● ISTRUZIONI E REQUISITI: Riporti di nuovo le righe dell'elenco dalla riga contenente "brush on bank." fino all'ultima riga dell'elenco, questa inclusa. In esse rinomini "treeline" in "tree line" e lasci invariato tutto il resto.
#### ELENCO FORNITO
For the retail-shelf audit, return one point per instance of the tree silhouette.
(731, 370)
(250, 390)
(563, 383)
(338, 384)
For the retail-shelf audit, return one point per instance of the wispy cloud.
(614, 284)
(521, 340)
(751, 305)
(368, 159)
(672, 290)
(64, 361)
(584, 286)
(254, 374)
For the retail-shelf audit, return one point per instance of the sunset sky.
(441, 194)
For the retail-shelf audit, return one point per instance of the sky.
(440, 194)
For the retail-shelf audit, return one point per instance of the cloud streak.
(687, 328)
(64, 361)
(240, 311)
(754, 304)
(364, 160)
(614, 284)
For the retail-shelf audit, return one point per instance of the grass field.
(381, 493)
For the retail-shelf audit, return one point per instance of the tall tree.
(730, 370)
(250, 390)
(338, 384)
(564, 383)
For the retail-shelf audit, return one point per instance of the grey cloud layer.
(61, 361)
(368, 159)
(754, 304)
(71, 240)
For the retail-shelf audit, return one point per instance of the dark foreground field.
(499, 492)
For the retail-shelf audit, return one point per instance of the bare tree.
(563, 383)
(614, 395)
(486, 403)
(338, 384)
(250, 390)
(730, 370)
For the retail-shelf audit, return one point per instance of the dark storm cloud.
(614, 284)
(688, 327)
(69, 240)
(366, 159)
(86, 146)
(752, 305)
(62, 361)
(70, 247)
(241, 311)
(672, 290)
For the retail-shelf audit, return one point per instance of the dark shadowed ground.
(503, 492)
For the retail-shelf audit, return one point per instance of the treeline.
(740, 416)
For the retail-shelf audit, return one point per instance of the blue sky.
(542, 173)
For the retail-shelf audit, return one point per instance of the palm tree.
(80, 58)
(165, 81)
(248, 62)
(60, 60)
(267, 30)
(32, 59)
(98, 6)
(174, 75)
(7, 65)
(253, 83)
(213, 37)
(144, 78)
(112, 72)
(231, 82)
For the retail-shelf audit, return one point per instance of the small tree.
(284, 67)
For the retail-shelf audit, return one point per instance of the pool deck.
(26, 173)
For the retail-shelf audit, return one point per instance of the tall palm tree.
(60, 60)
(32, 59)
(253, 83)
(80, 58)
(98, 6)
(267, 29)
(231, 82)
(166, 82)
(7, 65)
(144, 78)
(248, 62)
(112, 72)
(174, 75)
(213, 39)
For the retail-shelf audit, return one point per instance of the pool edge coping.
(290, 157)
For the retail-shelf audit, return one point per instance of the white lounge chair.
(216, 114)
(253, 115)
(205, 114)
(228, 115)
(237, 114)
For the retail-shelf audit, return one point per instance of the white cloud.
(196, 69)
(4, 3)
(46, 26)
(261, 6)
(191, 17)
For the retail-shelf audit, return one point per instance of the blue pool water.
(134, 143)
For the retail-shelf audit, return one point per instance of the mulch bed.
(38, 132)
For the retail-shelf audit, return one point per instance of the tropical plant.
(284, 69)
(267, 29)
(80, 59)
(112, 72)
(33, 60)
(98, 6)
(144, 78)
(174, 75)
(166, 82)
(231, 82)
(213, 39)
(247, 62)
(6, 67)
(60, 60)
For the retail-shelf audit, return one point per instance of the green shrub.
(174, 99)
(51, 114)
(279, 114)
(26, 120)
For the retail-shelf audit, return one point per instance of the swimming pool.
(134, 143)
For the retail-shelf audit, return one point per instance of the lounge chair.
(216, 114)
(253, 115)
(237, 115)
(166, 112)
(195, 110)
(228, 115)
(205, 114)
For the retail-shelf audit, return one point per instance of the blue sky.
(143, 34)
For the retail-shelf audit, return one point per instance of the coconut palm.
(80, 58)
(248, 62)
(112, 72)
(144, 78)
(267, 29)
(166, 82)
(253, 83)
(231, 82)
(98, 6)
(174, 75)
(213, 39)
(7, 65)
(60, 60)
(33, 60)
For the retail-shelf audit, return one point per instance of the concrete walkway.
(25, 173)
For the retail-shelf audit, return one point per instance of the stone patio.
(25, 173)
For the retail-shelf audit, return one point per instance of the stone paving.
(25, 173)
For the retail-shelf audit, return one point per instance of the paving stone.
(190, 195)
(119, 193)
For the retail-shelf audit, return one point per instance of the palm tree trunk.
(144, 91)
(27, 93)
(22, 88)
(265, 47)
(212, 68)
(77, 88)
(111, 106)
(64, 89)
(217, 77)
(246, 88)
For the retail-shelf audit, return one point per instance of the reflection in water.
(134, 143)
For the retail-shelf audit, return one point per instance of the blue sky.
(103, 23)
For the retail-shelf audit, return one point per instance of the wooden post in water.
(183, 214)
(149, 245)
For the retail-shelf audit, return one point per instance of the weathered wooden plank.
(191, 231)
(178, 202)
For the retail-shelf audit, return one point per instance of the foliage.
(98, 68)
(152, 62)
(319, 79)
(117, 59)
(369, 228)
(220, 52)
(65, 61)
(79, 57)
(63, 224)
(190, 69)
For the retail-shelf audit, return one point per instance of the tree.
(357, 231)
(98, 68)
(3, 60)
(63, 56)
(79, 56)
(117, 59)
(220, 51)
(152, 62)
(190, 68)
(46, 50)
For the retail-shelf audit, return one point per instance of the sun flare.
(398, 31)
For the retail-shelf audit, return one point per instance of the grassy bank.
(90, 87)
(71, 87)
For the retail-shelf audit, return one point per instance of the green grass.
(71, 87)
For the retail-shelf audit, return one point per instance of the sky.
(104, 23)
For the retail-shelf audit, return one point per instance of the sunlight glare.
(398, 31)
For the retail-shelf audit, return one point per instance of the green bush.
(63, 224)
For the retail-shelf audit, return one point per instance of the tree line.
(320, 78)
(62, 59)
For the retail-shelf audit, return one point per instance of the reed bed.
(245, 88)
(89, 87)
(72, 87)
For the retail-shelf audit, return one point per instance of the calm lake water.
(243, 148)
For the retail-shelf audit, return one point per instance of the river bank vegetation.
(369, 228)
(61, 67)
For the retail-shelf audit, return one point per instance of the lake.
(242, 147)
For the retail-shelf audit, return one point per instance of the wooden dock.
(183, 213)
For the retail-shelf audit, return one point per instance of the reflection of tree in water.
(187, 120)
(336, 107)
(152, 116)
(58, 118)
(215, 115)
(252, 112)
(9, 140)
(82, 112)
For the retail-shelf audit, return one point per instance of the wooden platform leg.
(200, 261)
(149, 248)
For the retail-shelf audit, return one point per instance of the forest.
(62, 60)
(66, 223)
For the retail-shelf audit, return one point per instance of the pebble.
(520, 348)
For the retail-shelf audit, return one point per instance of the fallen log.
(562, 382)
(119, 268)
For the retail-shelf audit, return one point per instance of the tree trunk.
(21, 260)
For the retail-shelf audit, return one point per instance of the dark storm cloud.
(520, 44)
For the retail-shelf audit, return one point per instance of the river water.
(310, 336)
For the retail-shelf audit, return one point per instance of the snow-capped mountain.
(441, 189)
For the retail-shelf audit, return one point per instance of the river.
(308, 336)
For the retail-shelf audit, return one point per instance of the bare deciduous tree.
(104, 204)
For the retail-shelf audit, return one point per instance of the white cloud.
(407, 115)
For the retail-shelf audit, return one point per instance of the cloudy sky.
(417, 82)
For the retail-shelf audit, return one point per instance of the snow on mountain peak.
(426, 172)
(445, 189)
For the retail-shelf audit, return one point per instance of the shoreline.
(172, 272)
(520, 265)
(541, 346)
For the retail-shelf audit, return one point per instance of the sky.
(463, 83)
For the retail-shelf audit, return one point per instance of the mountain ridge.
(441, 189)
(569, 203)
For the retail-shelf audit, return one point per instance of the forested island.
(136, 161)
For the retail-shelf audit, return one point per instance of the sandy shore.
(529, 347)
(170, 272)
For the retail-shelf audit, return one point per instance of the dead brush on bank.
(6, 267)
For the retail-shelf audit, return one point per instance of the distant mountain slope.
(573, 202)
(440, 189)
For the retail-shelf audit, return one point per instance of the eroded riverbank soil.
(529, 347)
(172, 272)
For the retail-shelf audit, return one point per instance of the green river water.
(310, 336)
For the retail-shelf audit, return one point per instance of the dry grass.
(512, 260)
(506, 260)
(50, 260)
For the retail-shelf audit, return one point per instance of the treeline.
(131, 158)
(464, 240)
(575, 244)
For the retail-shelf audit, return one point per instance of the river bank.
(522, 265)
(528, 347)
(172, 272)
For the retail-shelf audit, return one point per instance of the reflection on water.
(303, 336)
########
● RISPOSTA COMPLETA:
For the retail-shelf audit, return one point per instance of the dead brush on bank.
(6, 267)
For the retail-shelf audit, return one point per instance of the distant mountain slope.
(573, 202)
(440, 189)
For the retail-shelf audit, return one point per instance of the eroded riverbank soil.
(529, 347)
(172, 272)
For the retail-shelf audit, return one point per instance of the green river water.
(310, 336)
For the retail-shelf audit, return one point per instance of the dry grass.
(512, 260)
(506, 260)
(50, 260)
For the retail-shelf audit, return one point per instance of the tree line.
(131, 158)
(464, 240)
(575, 244)
For the retail-shelf audit, return one point per instance of the river bank.
(522, 265)
(528, 347)
(172, 272)
For the retail-shelf audit, return one point per instance of the reflection on water.
(303, 336)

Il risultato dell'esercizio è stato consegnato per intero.